▸ Given information:

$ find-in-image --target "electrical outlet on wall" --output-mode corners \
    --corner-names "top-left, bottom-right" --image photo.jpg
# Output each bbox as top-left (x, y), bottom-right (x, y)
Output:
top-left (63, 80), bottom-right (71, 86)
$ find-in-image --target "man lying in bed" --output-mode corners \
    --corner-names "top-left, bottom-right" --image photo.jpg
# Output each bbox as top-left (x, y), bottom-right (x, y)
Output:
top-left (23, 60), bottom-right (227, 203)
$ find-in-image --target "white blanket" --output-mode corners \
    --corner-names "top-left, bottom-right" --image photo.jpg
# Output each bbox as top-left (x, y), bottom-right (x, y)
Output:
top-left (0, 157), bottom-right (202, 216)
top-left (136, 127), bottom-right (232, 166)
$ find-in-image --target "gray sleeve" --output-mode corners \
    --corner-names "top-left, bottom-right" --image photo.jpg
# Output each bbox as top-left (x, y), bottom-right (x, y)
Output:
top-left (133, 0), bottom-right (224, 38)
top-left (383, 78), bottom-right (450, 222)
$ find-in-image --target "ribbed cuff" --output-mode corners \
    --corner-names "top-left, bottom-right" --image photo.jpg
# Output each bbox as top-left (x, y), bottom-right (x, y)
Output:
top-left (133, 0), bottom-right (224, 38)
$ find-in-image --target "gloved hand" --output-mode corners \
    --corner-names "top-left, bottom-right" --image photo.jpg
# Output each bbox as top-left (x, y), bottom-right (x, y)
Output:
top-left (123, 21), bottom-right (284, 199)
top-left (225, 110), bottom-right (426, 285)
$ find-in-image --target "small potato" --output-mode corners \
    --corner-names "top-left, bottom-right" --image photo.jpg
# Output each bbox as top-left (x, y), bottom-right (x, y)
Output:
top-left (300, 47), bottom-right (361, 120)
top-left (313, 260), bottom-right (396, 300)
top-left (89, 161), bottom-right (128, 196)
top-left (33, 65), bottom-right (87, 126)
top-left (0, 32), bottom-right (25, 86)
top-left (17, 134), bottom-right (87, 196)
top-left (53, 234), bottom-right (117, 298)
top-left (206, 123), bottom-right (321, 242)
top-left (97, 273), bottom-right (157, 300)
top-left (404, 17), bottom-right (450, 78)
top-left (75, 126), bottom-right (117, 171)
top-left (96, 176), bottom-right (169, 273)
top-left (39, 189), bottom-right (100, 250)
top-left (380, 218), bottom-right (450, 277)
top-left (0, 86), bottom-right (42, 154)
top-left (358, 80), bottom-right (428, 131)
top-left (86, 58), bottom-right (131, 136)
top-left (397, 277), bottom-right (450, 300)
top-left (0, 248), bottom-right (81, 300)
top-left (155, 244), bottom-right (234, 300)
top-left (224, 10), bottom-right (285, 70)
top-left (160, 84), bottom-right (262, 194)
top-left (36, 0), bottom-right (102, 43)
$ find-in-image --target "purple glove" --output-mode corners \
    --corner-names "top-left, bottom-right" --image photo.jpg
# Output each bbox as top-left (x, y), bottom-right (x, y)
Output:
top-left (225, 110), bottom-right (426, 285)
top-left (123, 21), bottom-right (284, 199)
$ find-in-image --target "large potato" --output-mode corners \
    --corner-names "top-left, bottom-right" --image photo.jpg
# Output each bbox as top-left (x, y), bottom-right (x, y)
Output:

▸ Stated problem: Collect and copy each line above that contains the string "potato". The match is case-sensitive.

▸ Reply:
$ find-in-image --target "small potato" --output-mode corners \
$ find-in-image --target "large potato" --output-mode corners \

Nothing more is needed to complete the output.